[Dataset entries]
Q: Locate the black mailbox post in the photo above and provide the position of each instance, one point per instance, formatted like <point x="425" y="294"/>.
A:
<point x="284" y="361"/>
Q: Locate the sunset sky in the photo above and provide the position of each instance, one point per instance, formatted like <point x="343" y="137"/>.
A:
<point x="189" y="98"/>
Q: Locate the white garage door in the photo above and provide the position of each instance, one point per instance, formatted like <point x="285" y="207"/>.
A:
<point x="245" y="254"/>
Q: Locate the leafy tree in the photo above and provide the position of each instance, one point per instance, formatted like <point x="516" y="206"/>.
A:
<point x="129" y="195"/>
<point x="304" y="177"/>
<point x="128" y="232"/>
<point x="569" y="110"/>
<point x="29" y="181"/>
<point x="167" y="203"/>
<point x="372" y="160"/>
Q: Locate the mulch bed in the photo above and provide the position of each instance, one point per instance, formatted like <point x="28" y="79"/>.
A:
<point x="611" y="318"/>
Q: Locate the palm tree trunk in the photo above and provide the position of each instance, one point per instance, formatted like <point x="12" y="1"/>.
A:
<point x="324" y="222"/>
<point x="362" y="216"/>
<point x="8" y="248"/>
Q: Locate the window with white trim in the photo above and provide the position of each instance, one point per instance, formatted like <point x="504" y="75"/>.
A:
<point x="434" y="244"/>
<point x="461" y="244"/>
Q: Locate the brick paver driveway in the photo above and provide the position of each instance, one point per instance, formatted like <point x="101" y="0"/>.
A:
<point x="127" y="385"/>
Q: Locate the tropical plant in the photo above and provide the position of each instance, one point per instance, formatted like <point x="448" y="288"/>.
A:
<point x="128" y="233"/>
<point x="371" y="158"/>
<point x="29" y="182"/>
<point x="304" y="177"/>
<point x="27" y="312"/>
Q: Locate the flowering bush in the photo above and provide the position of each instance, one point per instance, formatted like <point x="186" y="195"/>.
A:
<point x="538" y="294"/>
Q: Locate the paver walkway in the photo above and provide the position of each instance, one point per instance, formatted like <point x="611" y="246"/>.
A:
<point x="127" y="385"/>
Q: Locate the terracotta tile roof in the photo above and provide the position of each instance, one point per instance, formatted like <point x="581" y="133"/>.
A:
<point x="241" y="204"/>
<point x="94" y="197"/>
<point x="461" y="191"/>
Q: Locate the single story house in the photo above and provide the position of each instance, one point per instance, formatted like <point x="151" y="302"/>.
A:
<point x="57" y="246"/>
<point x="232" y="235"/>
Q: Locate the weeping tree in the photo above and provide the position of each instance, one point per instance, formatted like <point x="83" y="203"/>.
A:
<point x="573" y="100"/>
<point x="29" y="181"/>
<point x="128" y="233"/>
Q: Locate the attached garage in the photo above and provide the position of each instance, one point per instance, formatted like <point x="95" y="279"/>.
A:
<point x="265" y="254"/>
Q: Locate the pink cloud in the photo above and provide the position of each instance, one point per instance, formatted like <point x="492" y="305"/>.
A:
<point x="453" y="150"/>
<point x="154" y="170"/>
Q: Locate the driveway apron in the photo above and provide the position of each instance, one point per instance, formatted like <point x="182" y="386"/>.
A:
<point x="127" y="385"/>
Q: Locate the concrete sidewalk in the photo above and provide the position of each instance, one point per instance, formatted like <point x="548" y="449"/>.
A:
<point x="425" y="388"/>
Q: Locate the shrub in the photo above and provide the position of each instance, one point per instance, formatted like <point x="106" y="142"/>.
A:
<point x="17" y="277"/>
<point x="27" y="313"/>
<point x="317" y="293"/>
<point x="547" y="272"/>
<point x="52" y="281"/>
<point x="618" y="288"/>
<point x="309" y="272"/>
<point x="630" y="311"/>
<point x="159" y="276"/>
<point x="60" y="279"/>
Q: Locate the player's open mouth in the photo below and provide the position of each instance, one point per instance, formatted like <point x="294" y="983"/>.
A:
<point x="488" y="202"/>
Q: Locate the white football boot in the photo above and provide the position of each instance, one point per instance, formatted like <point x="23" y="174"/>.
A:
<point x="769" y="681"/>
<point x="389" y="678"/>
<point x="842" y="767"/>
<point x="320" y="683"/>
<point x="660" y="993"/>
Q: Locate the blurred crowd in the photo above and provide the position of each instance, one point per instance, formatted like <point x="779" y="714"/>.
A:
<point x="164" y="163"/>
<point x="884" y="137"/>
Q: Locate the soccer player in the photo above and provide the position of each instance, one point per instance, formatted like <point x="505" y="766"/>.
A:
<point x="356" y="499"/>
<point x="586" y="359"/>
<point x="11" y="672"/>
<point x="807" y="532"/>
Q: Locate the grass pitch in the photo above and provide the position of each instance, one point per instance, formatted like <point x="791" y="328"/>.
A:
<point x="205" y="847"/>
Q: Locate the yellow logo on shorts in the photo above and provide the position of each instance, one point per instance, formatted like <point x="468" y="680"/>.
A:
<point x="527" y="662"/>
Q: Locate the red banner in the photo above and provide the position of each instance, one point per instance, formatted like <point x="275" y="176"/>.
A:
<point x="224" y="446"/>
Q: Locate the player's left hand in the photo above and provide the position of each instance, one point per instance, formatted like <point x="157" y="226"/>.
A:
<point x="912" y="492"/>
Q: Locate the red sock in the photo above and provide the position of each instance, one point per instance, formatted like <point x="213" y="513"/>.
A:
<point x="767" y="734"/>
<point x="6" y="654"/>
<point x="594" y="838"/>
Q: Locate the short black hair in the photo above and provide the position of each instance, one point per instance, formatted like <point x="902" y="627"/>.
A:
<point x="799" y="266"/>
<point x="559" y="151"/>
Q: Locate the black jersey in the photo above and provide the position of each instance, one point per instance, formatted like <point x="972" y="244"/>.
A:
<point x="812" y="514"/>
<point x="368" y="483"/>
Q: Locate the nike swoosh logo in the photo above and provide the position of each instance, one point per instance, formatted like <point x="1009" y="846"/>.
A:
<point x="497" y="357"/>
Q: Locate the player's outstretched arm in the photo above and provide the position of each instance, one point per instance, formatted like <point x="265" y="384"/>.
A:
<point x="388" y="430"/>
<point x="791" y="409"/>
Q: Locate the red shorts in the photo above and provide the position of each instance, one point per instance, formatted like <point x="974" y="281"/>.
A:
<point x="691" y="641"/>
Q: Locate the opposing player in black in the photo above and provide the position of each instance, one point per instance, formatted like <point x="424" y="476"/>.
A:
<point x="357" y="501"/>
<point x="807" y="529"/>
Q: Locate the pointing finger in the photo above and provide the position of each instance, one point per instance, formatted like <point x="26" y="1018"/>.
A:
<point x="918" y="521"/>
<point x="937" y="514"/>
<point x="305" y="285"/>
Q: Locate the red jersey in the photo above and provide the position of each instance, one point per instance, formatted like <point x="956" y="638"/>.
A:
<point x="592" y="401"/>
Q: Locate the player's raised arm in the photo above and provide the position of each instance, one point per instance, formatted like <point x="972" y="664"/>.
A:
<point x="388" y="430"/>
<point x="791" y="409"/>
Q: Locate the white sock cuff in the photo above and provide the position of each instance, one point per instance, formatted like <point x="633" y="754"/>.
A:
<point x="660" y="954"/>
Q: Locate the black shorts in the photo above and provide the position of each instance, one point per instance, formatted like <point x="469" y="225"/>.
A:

# [Work task]
What you return should be the records above, repeated exactly.

# [Expected answer]
Q: Locate the black mailbox post in the photo above and provide the position of each instance, one point per instance, formatted like <point x="425" y="294"/>.
A:
<point x="284" y="361"/>
Q: Locate the sunset sky in the photo above and provide the position of each instance, one point per instance, formatted like <point x="343" y="137"/>.
A:
<point x="189" y="98"/>
Q: Locate the white garage door in the photo above and provide the position of each instance, one point per instance, formatted like <point x="285" y="207"/>.
A:
<point x="245" y="254"/>
Q: Locate the leafy tree in the photo above and provide the position of each instance, one point per instance, formatted like <point x="516" y="206"/>.
A:
<point x="129" y="195"/>
<point x="304" y="177"/>
<point x="128" y="232"/>
<point x="569" y="110"/>
<point x="29" y="181"/>
<point x="167" y="203"/>
<point x="372" y="160"/>
Q: Locate the mulch bed in the photo above and provide the position of each instance, one point per instance, formatted like <point x="28" y="79"/>.
A:
<point x="611" y="318"/>
Q: Locate the palm tree trunk in the photo above and provide the position of each instance, one point per instance, formatted like <point x="12" y="1"/>.
A:
<point x="324" y="222"/>
<point x="362" y="216"/>
<point x="8" y="248"/>
Q: Locate the window with white trim in the photo above and provide the position of each instance, one point per instance, formatted like <point x="504" y="75"/>.
A:
<point x="434" y="244"/>
<point x="461" y="244"/>
Q: Locate the brick paver driveway in the photo above and provide the position of each instance, one point per instance, formatted like <point x="101" y="0"/>.
A:
<point x="127" y="385"/>
Q: Locate the tropical plant in the photo above and provide the position of each instance, one point per instance, formatted like <point x="448" y="288"/>.
A:
<point x="128" y="233"/>
<point x="371" y="158"/>
<point x="29" y="182"/>
<point x="304" y="177"/>
<point x="27" y="312"/>
Q: Locate the flowering bush in the photo above and provide the position of each instance, one point per instance, formatted like <point x="186" y="195"/>.
A:
<point x="538" y="294"/>
Q: Locate the paver walkway in the photo above and provide the position of each instance, one point per instance, formatted like <point x="611" y="246"/>.
A:
<point x="127" y="385"/>
Q: Locate the terracotta tile roof in the photo above and provide the position of each instance, one point per instance, formatted like <point x="581" y="133"/>.
A:
<point x="241" y="204"/>
<point x="94" y="197"/>
<point x="461" y="191"/>
Q: Locate the single story house in the photo above and provide the position of each instance, one point per instance, formatted like <point x="151" y="302"/>.
A:
<point x="57" y="246"/>
<point x="232" y="235"/>
Q: Locate the weeping tree in the photo above and provide the position of each instance, one point per instance, formatted like <point x="83" y="203"/>.
A:
<point x="573" y="100"/>
<point x="29" y="181"/>
<point x="128" y="233"/>
Q: Locate the attached garage in the photo above and provide the position of each instance, one point per instance, formatted like <point x="95" y="279"/>.
A:
<point x="265" y="254"/>
Q: Locate the pink cloud in the photo above and provide the position of each instance, one point per instance, formatted like <point x="492" y="305"/>.
A:
<point x="453" y="150"/>
<point x="154" y="170"/>
Q: Locate the driveway apron in the photo above and provide the position of each instance, one point per instance, formatted like <point x="182" y="386"/>.
A:
<point x="127" y="385"/>
Q: Locate the concrete sidewalk in the photo above and provide the position of each instance, one point per instance, formatted like <point x="548" y="449"/>.
A:
<point x="425" y="388"/>
Q: Locate the shrub in the photo above and provide the position of each instance, one point per instance, formatted like <point x="106" y="142"/>.
A:
<point x="17" y="277"/>
<point x="27" y="313"/>
<point x="317" y="293"/>
<point x="547" y="272"/>
<point x="52" y="281"/>
<point x="618" y="288"/>
<point x="309" y="272"/>
<point x="630" y="311"/>
<point x="159" y="276"/>
<point x="60" y="279"/>
Q: Locate the player's open mouth in the photo below and provide the position of each instance, one point per instance, formatted like <point x="294" y="983"/>.
A:
<point x="488" y="202"/>
Q: Locate the white football boot in the photo above and provide the position of each instance, one point per instance, formatted like <point x="23" y="174"/>.
A:
<point x="769" y="681"/>
<point x="389" y="678"/>
<point x="842" y="767"/>
<point x="320" y="683"/>
<point x="660" y="993"/>
Q: Locate the blurred crowd in the photo above and provide the position of each instance, one point per instance, formatted like <point x="779" y="714"/>.
A:
<point x="164" y="163"/>
<point x="884" y="137"/>
Q: Locate the soccer player in the photo above and provide the position of each instance, one point per instance, formatted like <point x="505" y="766"/>.
A:
<point x="356" y="499"/>
<point x="586" y="359"/>
<point x="11" y="672"/>
<point x="807" y="532"/>
Q: Locate the grass pitch in the photo above and provide the position of each instance, one point per instance, formatted like <point x="791" y="328"/>.
A:
<point x="205" y="847"/>
Q: Locate the yellow logo on shorts in the photo above and provide the position of each instance, one point per instance, formatted like <point x="468" y="680"/>.
A:
<point x="527" y="662"/>
Q: Locate the red banner in the photo above and provide the position of each instance, one point per instance, formatted like <point x="275" y="176"/>.
A:
<point x="224" y="446"/>
Q: Locate the player's left hand in the photo above and provide the position of each instance, one point per instance, formatted like <point x="157" y="226"/>.
A:
<point x="912" y="492"/>
Q: Locate the red sock in the photo above and provide the position of each instance, one point per instance, formatted like <point x="213" y="513"/>.
A:
<point x="767" y="734"/>
<point x="6" y="654"/>
<point x="594" y="838"/>
Q: Locate the short black hair in the photo above and provide the position of each instance, one point per instance, formatted like <point x="902" y="627"/>.
A:
<point x="799" y="266"/>
<point x="559" y="151"/>
Q: Locate the black jersey in the photo above and provide the position of each instance, one point per instance, formatted like <point x="972" y="244"/>.
A:
<point x="812" y="514"/>
<point x="368" y="483"/>
Q: Locate the nike swoosh logo in the photo above and provide the position of each instance, one point per instance, formatted like <point x="1009" y="846"/>.
A:
<point x="497" y="357"/>
Q: Locate the player's outstretched arm in the photo above and provide the position of each instance, one point per instance, formatted like <point x="265" y="384"/>.
A:
<point x="388" y="430"/>
<point x="791" y="409"/>
Q: Locate the red shorts in the photo above and provide the position of each instance, one point per instance, formatted like <point x="974" y="281"/>.
A:
<point x="691" y="641"/>
Q: Locate the opposing player in black in the photo above and provide the position of each instance, one point per instance, formatted like <point x="424" y="476"/>.
A:
<point x="357" y="501"/>
<point x="807" y="529"/>
Q: Locate the pointing finger in the photo above and provide the position of each instance, one point per instance, formatted like <point x="26" y="1018"/>.
A:
<point x="918" y="521"/>
<point x="937" y="514"/>
<point x="305" y="285"/>
Q: Locate the red jersey in the photo above and provide the position of each instance, one point per instance, formatted like <point x="956" y="638"/>.
A:
<point x="592" y="401"/>
Q: Locate the player's raised arm in the photo above and provide the position of each instance, one point per instance, formatted like <point x="972" y="664"/>.
A:
<point x="388" y="430"/>
<point x="791" y="409"/>
Q: Locate the white sock cuff in the photo above and provide the position of each instance, one point per instance, formatted like <point x="633" y="754"/>.
A:
<point x="660" y="954"/>
Q: Locate the black shorts in the photo above and provide the position of each instance, one point per instance, formatted like <point x="469" y="225"/>.
A:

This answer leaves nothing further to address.